> DO THIS
How many lines of the records below contain the word "jeans"? Give only the number.

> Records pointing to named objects
* * * * *

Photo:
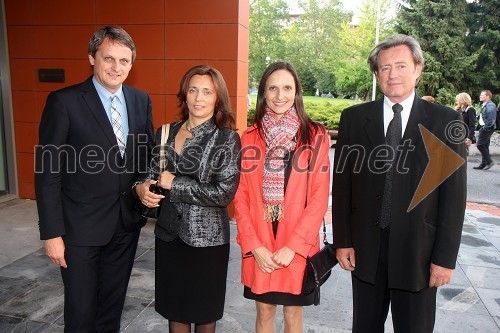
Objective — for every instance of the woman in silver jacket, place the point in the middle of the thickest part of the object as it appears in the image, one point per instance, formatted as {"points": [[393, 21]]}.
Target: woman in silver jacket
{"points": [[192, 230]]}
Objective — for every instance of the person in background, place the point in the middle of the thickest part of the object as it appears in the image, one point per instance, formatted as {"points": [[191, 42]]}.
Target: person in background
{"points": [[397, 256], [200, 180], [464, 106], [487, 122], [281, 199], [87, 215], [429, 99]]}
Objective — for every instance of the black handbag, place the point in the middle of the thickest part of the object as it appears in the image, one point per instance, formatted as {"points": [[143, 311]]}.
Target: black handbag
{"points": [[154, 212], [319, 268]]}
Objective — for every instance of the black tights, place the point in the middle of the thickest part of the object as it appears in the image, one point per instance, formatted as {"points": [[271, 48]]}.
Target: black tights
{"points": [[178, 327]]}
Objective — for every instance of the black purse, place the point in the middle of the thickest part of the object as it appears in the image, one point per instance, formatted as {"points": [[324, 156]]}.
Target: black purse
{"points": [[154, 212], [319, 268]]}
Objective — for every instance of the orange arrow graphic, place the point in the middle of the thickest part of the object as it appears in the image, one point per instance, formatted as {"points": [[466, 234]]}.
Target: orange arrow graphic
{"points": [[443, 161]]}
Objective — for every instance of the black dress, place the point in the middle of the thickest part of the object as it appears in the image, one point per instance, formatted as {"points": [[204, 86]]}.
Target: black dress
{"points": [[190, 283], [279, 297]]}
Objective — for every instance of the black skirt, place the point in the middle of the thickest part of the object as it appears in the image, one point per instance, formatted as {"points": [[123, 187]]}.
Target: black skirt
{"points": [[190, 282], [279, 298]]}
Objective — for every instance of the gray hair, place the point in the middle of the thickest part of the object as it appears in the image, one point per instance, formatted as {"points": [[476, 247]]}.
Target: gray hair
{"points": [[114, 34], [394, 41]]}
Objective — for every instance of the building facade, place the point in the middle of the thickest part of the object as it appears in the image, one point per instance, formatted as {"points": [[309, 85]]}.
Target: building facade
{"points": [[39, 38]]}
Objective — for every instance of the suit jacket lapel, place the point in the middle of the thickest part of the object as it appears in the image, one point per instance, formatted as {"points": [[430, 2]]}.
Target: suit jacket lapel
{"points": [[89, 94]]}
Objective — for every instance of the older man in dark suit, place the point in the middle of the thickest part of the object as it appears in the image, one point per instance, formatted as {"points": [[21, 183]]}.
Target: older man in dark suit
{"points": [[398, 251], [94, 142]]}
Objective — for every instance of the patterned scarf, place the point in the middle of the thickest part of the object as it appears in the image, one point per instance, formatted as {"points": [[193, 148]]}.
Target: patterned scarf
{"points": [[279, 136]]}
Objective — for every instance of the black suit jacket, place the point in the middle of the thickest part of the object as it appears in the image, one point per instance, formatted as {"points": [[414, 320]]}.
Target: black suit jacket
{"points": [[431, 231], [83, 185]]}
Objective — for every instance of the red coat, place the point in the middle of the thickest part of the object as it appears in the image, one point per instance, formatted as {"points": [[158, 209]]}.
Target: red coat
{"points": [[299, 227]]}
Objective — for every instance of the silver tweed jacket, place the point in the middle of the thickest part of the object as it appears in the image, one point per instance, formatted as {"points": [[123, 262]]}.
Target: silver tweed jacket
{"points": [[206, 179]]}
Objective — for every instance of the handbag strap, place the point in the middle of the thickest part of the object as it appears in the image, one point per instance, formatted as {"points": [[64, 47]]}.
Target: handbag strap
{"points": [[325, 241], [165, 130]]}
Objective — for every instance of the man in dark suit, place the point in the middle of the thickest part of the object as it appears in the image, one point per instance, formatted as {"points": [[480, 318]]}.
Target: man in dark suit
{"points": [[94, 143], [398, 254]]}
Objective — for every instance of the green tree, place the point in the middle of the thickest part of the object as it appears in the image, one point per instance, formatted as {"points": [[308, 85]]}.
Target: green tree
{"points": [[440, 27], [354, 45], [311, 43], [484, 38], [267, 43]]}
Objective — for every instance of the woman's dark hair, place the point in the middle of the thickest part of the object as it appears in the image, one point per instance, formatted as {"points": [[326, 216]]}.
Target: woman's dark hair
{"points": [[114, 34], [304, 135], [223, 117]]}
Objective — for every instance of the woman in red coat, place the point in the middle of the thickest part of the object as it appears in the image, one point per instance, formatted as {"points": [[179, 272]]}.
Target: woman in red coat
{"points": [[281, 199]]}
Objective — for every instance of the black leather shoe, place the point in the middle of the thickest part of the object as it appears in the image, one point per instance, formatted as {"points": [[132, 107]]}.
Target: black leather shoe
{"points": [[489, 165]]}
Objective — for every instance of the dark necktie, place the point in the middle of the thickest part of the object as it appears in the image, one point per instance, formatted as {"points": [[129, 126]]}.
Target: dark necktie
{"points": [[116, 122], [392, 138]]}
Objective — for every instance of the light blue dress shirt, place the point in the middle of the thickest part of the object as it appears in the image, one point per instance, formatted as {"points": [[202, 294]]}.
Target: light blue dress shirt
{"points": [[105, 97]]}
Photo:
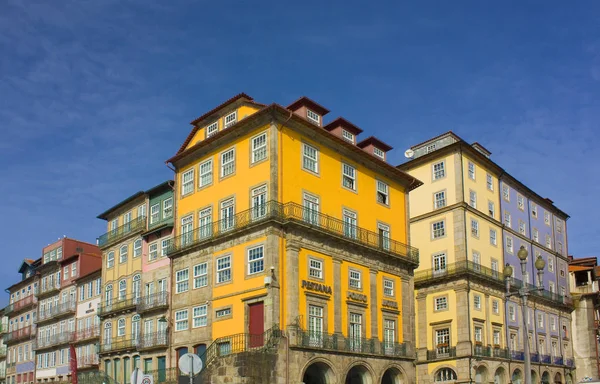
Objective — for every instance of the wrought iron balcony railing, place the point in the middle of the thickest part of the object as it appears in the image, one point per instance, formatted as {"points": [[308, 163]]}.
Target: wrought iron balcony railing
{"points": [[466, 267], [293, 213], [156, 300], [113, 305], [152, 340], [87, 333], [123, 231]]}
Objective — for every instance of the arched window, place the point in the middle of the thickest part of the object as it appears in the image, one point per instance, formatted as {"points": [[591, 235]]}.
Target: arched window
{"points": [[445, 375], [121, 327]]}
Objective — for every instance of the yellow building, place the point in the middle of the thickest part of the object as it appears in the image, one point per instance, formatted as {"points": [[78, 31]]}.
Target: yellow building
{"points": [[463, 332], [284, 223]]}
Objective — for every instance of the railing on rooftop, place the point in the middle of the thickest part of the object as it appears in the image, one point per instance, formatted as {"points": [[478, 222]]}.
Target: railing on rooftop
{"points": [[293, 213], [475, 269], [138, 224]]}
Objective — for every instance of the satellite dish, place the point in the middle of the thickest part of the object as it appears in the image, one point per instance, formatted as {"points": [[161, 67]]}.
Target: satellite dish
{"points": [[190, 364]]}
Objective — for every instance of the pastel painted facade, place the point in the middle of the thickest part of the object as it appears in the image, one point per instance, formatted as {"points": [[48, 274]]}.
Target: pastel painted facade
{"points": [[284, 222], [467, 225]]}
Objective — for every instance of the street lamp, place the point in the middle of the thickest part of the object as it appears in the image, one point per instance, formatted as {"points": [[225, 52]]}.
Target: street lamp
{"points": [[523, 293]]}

* * * * *

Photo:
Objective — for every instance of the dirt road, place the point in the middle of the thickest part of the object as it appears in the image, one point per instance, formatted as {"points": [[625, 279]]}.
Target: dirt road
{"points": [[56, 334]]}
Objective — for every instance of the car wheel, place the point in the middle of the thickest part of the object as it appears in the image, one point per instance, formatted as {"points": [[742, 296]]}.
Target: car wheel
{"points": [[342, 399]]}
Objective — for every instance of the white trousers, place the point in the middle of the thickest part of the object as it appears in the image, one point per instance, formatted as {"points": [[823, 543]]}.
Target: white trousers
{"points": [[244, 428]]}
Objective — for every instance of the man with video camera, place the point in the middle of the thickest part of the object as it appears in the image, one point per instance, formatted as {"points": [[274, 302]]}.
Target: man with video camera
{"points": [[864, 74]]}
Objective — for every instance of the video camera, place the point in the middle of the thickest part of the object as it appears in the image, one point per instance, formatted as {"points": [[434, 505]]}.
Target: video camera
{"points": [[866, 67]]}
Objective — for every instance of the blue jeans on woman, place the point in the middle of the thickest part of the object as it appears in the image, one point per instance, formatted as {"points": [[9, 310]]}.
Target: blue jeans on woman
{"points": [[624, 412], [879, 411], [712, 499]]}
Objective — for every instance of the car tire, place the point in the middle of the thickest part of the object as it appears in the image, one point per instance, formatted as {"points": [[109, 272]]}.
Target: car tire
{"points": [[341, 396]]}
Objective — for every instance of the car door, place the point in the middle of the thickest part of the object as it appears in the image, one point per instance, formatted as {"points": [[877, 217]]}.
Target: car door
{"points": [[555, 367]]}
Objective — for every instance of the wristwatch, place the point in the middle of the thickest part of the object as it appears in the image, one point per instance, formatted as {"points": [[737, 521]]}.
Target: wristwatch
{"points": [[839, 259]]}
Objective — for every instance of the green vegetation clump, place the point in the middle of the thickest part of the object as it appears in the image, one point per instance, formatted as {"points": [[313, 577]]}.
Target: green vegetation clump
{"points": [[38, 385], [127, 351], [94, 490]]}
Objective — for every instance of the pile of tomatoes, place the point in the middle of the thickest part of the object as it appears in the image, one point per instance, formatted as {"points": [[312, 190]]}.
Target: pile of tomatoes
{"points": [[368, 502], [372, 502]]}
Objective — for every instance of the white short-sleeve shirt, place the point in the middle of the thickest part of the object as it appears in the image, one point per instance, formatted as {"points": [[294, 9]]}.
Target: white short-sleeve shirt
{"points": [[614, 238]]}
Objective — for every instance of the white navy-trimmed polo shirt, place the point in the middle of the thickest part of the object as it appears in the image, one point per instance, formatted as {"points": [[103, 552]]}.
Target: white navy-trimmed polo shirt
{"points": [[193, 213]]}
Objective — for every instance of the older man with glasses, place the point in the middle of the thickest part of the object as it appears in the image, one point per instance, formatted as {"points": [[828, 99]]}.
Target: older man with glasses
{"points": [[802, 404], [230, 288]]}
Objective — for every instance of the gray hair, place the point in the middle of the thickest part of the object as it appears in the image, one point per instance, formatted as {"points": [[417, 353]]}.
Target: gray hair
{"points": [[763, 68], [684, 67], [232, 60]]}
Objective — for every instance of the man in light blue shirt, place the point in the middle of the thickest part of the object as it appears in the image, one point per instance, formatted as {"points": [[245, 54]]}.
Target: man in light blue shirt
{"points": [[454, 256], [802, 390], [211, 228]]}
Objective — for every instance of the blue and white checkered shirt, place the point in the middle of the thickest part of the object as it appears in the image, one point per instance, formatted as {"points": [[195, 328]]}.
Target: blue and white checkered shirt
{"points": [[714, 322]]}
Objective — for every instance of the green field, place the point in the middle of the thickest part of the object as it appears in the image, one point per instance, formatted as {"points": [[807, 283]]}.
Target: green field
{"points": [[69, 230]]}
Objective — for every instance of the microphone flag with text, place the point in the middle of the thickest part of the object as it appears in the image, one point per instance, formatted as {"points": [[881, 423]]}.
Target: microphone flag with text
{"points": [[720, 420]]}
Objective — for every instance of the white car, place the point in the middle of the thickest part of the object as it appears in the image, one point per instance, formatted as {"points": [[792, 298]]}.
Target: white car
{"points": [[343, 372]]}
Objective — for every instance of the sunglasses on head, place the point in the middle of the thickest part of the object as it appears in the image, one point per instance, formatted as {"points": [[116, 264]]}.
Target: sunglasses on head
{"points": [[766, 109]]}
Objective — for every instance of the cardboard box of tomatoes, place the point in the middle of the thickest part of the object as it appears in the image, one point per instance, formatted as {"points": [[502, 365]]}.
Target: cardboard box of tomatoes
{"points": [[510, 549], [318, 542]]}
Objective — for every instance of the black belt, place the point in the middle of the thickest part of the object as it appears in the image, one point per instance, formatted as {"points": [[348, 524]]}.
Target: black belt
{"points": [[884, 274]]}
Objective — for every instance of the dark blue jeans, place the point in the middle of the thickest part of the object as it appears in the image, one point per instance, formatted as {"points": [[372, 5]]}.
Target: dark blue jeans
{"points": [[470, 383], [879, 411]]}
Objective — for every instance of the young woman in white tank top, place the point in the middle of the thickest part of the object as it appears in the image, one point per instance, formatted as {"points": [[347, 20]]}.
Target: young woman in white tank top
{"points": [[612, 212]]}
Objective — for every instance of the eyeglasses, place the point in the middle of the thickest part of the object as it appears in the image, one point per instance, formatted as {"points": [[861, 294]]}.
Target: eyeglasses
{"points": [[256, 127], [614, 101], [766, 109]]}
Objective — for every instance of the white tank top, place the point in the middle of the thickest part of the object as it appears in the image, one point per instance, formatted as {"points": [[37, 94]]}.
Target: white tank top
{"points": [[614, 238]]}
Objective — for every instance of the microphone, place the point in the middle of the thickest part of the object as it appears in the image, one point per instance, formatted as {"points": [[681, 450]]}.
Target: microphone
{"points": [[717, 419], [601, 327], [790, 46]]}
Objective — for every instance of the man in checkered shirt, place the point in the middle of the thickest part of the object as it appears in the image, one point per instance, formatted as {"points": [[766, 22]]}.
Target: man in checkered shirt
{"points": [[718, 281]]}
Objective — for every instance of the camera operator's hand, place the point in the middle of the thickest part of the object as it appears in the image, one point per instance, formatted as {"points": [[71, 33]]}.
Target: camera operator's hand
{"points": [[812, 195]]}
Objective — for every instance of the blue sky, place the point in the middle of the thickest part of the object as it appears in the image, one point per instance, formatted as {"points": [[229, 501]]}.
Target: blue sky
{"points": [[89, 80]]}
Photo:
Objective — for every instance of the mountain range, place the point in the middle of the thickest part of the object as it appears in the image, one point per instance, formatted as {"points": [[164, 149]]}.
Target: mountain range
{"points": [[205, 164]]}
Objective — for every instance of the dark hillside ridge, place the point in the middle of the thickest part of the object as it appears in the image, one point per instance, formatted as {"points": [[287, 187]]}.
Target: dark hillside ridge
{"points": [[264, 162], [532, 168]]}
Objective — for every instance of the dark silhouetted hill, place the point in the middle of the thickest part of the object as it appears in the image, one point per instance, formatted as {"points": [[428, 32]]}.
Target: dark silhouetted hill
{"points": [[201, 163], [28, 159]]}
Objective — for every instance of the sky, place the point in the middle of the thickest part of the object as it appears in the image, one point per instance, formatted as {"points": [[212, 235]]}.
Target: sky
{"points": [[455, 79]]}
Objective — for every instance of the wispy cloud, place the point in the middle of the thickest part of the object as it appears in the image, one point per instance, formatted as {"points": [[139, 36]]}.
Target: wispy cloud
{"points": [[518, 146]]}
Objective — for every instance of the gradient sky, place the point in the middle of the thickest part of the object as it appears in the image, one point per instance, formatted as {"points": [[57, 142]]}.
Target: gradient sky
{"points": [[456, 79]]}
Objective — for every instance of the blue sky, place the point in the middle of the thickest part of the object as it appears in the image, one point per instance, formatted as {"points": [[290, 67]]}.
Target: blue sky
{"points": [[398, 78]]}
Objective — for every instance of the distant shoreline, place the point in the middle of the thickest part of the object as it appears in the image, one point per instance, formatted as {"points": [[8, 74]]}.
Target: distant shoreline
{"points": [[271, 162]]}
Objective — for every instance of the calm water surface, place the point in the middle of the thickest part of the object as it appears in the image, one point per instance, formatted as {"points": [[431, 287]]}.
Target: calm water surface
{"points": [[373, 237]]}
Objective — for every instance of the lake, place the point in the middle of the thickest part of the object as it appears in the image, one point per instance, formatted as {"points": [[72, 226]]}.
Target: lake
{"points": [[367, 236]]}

* * * * *

> CORRECT RESPONSE
4